[Image point grounding data]
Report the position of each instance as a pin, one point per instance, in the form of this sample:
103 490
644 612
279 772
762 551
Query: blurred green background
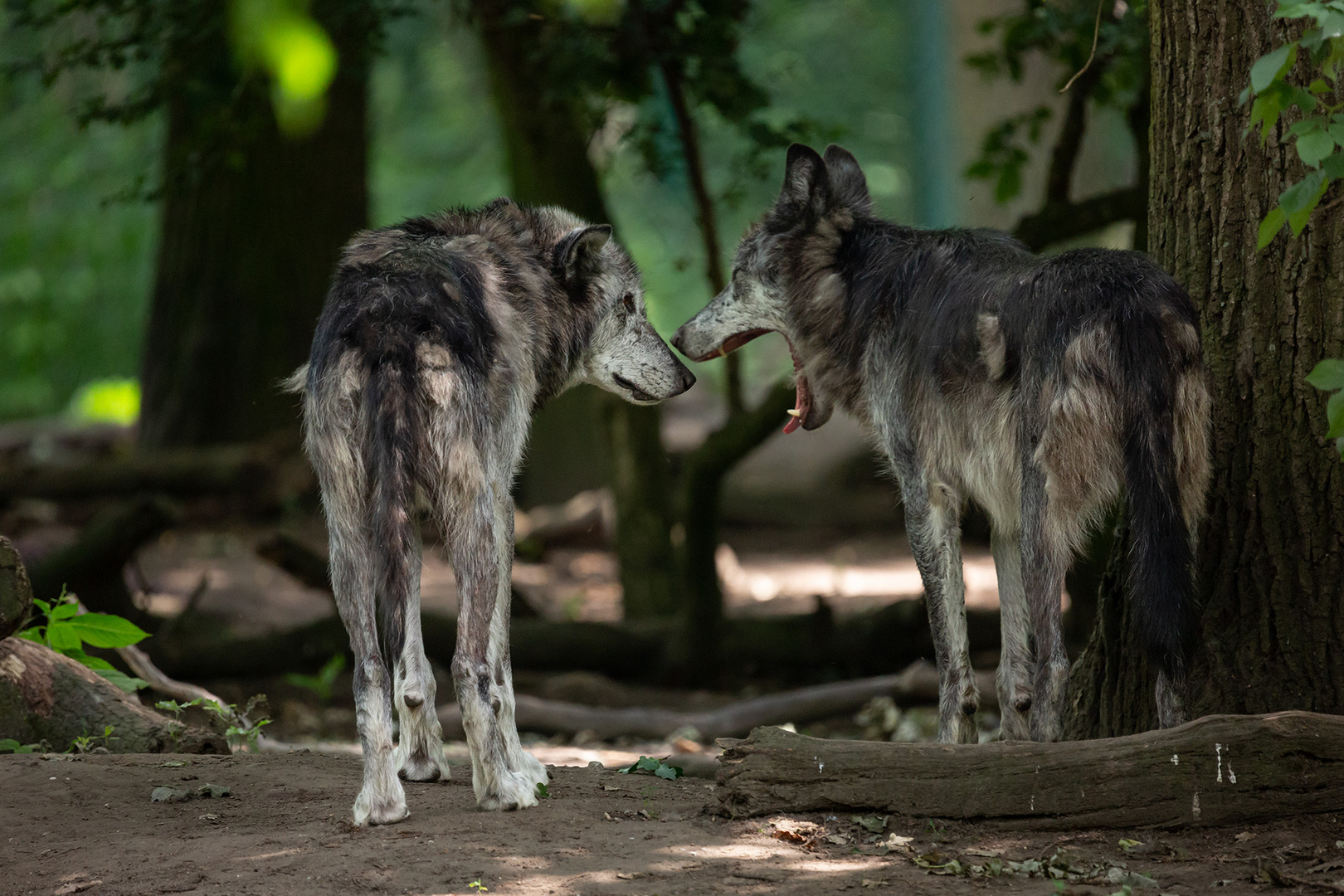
78 223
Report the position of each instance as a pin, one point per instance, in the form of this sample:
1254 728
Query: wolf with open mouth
1032 386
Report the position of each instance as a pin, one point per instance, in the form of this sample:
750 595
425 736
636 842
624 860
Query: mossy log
46 698
1216 770
15 592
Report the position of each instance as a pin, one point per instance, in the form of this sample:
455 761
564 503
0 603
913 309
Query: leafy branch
1319 132
66 631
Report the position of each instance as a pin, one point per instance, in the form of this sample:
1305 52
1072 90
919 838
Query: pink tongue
800 403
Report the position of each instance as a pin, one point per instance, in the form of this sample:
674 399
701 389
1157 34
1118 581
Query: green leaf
1272 65
63 611
62 637
1298 197
1315 147
127 683
1270 226
104 631
1328 373
1335 414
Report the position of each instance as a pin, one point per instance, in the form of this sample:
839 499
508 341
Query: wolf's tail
1166 476
394 427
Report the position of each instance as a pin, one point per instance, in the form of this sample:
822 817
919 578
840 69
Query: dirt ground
86 825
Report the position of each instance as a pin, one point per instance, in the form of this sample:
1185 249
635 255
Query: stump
46 698
1215 770
15 592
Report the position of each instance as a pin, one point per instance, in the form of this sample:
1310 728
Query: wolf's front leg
503 776
934 527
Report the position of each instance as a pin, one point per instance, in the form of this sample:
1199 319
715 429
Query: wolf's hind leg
503 776
934 527
1045 559
1014 677
381 800
420 750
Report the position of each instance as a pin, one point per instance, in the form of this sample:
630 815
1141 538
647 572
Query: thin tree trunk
548 164
1270 559
251 226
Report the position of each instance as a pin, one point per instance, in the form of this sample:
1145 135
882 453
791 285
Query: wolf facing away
438 338
1032 386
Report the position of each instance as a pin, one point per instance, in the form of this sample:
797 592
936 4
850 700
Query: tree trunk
1270 558
15 592
1285 763
251 227
548 164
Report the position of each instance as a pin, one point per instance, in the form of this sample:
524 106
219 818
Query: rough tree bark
251 230
15 592
1270 559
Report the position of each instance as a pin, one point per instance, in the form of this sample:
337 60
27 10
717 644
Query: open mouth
636 392
802 401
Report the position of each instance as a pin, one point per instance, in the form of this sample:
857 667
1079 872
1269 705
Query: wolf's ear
804 178
849 186
577 253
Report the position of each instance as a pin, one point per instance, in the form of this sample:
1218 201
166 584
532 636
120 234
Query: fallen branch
1215 770
91 567
918 684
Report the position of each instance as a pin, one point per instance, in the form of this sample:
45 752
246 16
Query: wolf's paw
515 789
381 809
424 765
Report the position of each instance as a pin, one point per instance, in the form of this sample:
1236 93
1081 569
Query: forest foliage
78 222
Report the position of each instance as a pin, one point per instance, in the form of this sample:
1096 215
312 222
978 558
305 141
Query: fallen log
91 567
1216 770
918 684
50 699
15 592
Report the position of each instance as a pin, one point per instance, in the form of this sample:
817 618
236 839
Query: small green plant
323 681
66 631
647 765
241 730
89 742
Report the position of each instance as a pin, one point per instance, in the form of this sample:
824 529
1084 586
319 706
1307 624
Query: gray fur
438 338
1035 387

[WHAT THE TASK ASKS] Send back the entries above exactly. Skip the images.

[WRITTEN RESPONSE]
Report the position of each instance as a pin, one point per instance, in the form of this sample:
103 490
644 612
279 772
762 551
Query: blurred green background
78 223
Report the position of each instance as a pin, one point per instance, in the form of this sample:
1254 728
Query: wolf with open mouth
1032 386
Report the position of each instance as a pin, one point per instance, in the form of this sample:
750 595
425 736
636 842
624 860
Query: mossy log
46 698
1216 770
15 592
Report the position of each instance as a pin, one point per instance, in the form of this sample:
455 761
564 503
0 603
913 309
Query: leafy branch
1319 132
66 631
Report the position of each instance as a pin, one point per instance, in the form of this sample:
1305 52
1072 90
919 838
Query: pink tongue
800 403
Report the position of each instance as a pin, one point per instance, in the form of this sample:
674 399
701 389
1157 34
1118 581
Query: green leaf
1272 65
63 611
62 637
1298 197
1315 147
127 683
1270 226
104 631
1328 373
1335 414
Report the position of each instance as a pin, one point per instance, in the form of this sample:
839 499
508 341
Query: wolf's tail
1166 476
394 427
Report the position of each instance as a pin, one point per instance, in the form of this sample:
822 817
919 578
840 69
Query: dirt ground
86 825
Report the position of each instance as a pin, one point per instance, in the form of this sample:
1185 249
635 255
Query: stump
46 698
1215 770
15 592
Report the position of each instance as a pin, one point per instance, in the form of this sample:
1310 728
Query: wolf's front leg
503 776
934 527
Report the position of each instance as a pin, one point per instance, in the form of this sample:
1199 319
715 429
Query: wolf's hind leg
503 776
934 527
1045 559
1014 677
381 800
420 750
Report the position of each instance as a pin, one point per instance, in the form of this sample:
630 815
1141 538
647 572
Query: thin tree trunk
548 164
1270 559
251 226
Report the position of each instance as a pin, one point per instance, in the form of this sample:
1145 135
882 453
791 285
Query: wolf facing away
438 338
1032 386
Report the position of each instance as a pin, one point per instance, in the form of this sample:
797 592
936 4
850 700
Query: tree trunk
1270 558
15 592
1285 763
251 227
548 164
Report the position of each instance as a pin, one point per instance, in the form of this sample:
524 106
219 818
Query: rough tree bark
251 230
15 592
1270 559
Report the position of each instance as a pin, one point per instance, in the form of this sample:
337 60
27 10
717 644
Query: open mouth
636 392
802 401
Report the position of each instance as a pin, one point per instance, in the form of this sample:
857 667
1079 872
1269 705
Query: wolf's ear
804 178
849 186
577 253
Report the position of each instance as a pin, one point per instance, in the form of this sample:
1218 201
166 584
532 636
120 234
Query: fallen branch
1215 770
91 567
918 684
Report the position of each instance as a pin, one point per instance, in the form of this sample:
45 752
246 16
Query: wolf's paw
515 789
381 809
424 765
Report the position of each instance as a pin, one point per instance, in the form of this sample:
1236 93
1081 569
Query: forest foliage
78 222
Report the position of each instance as a pin, one point per instance, in the form of this sample:
1096 215
312 222
978 558
305 141
Query: fallen log
91 567
1216 770
918 684
50 699
15 592
Report the position of each instance as a pin, one point per instance, in the form of this sample:
817 618
236 839
Query: small green plant
323 681
66 631
647 765
241 730
89 742
Report the position of each instance as a pin, one point per instance, in the form of this sample:
824 529
1084 586
319 706
1307 624
Query: gray fur
438 338
1035 387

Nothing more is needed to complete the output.